Entries supplied →
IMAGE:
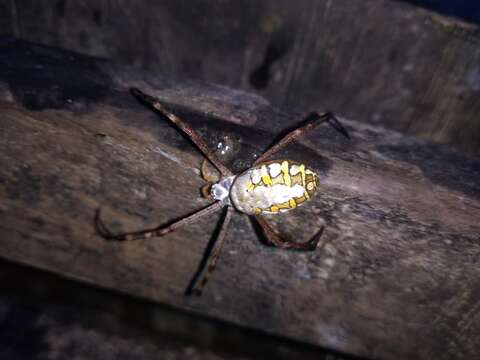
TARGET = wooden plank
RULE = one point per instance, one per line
(55, 318)
(381, 62)
(399, 276)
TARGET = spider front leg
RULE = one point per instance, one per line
(310, 122)
(210, 261)
(157, 231)
(185, 128)
(273, 238)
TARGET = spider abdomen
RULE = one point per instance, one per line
(273, 187)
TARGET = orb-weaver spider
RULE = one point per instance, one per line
(267, 187)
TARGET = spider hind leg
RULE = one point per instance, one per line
(156, 231)
(310, 122)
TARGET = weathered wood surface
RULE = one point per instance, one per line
(400, 278)
(382, 62)
(59, 319)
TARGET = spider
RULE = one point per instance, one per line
(268, 187)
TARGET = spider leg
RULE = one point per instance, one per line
(187, 129)
(310, 122)
(211, 259)
(273, 238)
(157, 231)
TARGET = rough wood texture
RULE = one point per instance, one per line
(59, 319)
(398, 280)
(382, 62)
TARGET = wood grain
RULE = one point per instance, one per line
(399, 278)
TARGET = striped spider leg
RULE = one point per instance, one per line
(252, 192)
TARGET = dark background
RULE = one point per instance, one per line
(411, 66)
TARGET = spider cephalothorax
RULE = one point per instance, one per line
(272, 187)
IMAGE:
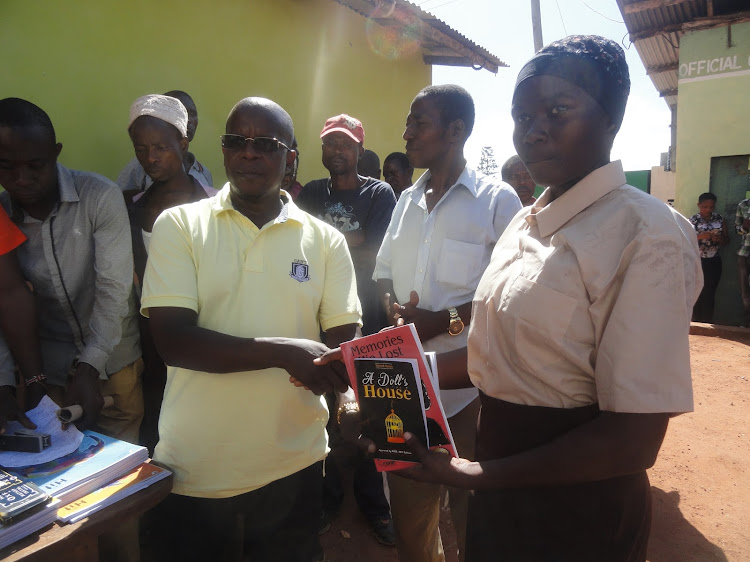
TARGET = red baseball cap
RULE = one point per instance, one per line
(345, 124)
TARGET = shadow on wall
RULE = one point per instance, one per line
(673, 538)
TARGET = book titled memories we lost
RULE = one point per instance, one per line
(396, 358)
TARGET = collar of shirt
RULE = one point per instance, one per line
(222, 202)
(551, 216)
(467, 179)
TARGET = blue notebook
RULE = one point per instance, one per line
(98, 460)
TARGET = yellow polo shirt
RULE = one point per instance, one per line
(587, 299)
(227, 434)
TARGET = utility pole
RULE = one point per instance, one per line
(536, 25)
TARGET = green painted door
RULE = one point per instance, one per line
(730, 183)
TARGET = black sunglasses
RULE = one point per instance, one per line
(260, 144)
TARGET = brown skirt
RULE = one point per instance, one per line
(600, 521)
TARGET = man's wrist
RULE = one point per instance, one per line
(85, 371)
(346, 408)
(38, 379)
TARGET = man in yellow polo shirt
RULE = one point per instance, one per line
(238, 287)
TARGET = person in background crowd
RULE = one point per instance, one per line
(369, 165)
(579, 340)
(398, 172)
(80, 263)
(17, 326)
(357, 206)
(742, 227)
(238, 288)
(712, 234)
(158, 130)
(133, 179)
(517, 176)
(290, 183)
(360, 208)
(438, 242)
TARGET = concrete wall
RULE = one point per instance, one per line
(713, 139)
(713, 111)
(85, 62)
(663, 184)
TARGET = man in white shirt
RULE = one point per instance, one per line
(437, 245)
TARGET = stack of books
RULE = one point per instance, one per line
(101, 471)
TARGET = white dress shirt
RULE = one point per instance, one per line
(441, 254)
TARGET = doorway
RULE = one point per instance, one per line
(730, 182)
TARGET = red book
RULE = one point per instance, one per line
(398, 344)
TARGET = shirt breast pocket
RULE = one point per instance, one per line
(540, 318)
(460, 264)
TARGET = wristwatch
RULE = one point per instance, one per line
(456, 325)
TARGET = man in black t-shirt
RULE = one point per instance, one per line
(359, 207)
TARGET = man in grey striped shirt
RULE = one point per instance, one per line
(79, 260)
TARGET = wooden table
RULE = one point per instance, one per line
(78, 542)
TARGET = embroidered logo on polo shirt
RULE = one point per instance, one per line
(300, 271)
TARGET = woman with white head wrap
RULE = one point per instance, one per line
(158, 130)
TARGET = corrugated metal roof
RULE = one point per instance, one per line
(440, 43)
(656, 27)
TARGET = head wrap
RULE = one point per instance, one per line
(595, 64)
(165, 108)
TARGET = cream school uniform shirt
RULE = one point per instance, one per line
(588, 299)
(230, 433)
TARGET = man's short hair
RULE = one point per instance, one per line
(454, 103)
(400, 158)
(18, 113)
(510, 163)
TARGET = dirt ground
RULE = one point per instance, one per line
(700, 482)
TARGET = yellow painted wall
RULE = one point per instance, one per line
(713, 112)
(84, 62)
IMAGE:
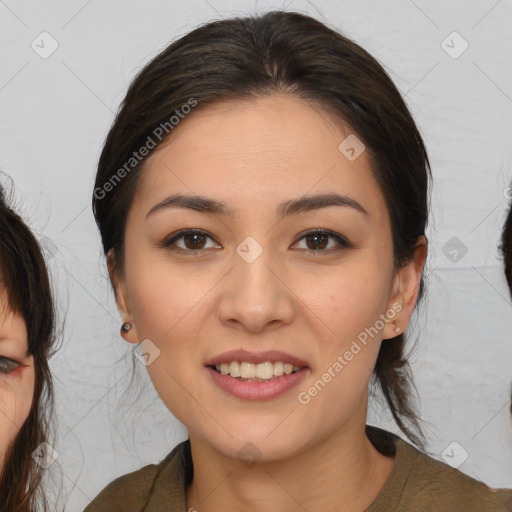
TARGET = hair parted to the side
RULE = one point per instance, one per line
(279, 52)
(24, 279)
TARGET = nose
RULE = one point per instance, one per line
(256, 296)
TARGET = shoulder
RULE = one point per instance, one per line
(419, 482)
(134, 491)
(429, 482)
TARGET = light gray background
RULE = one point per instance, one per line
(55, 113)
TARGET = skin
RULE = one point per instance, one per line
(16, 379)
(312, 304)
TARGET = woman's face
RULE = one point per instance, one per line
(16, 376)
(264, 281)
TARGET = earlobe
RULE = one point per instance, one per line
(128, 331)
(406, 290)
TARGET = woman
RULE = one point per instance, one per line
(26, 339)
(262, 198)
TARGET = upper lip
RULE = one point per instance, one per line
(255, 357)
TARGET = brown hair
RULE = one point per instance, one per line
(24, 278)
(506, 250)
(250, 57)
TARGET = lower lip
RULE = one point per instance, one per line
(257, 390)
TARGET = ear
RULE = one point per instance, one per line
(122, 298)
(406, 287)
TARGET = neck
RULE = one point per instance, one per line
(344, 472)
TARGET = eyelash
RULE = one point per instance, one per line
(168, 243)
(8, 365)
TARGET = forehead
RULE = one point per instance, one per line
(270, 148)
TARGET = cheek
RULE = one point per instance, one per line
(16, 392)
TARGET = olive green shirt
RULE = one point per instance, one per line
(418, 483)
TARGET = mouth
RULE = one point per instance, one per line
(256, 376)
(261, 372)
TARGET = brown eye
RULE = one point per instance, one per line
(8, 365)
(194, 241)
(318, 241)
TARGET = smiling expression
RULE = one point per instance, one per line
(254, 181)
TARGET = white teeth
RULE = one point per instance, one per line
(278, 369)
(247, 370)
(265, 371)
(234, 369)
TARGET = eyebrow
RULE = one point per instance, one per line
(292, 207)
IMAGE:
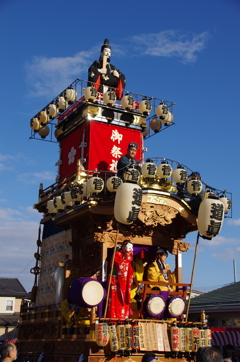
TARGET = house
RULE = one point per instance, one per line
(222, 308)
(11, 294)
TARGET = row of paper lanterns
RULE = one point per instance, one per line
(145, 106)
(40, 122)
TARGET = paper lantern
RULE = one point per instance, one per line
(127, 101)
(194, 186)
(95, 185)
(145, 106)
(210, 217)
(179, 175)
(164, 170)
(35, 124)
(161, 110)
(61, 104)
(43, 117)
(51, 207)
(131, 175)
(168, 118)
(149, 169)
(113, 183)
(44, 132)
(109, 97)
(145, 132)
(70, 95)
(90, 94)
(226, 202)
(52, 110)
(101, 333)
(156, 124)
(127, 203)
(58, 203)
(67, 199)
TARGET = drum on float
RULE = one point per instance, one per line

What you are asked to do → Would you please repeat exactly the lines above, starting at the line with "TARGET = concrete wall" and stopping at the line with "TARGET = corrugated metal roof", both included?

Written reply →
TARGET = concrete wall
RULE = one point per instance, one per line
(713, 139)
(713, 111)
(85, 62)
(663, 184)
TARGET = man in white shirt
RULE = one point per instance, one per line
(437, 245)
TARGET = stack of books
RULE = one point per instance, one per line
(101, 471)
TARGET = white dress shirt
RULE = one point per instance, one per line
(441, 254)
TARGET = doorway
RULE = one point per instance, one per line
(730, 182)
TARGET = red book
RULE = one point per instance, one per line
(398, 344)
TARGET = shirt breast pocket
RULE = one point per instance, one per line
(540, 318)
(460, 264)
TARGET = wristwatch
RULE = one point per instance, one per line
(456, 325)
TARGET = man in black t-shirt
RULE = one point per instance, one per line
(359, 207)
TARGET = man in grey striped shirt
RULE = one point per instance, one per line
(79, 260)
TARGET = wooden table
RULE = one point per instance, one per line
(78, 542)
TARGET = embroidered logo on polo shirt
RULE = one point per instance, one per line
(300, 271)
TARGET = woman with white head wrap
RULE = one point per instance, one per line
(158, 130)
TARGET = corrugated metal roof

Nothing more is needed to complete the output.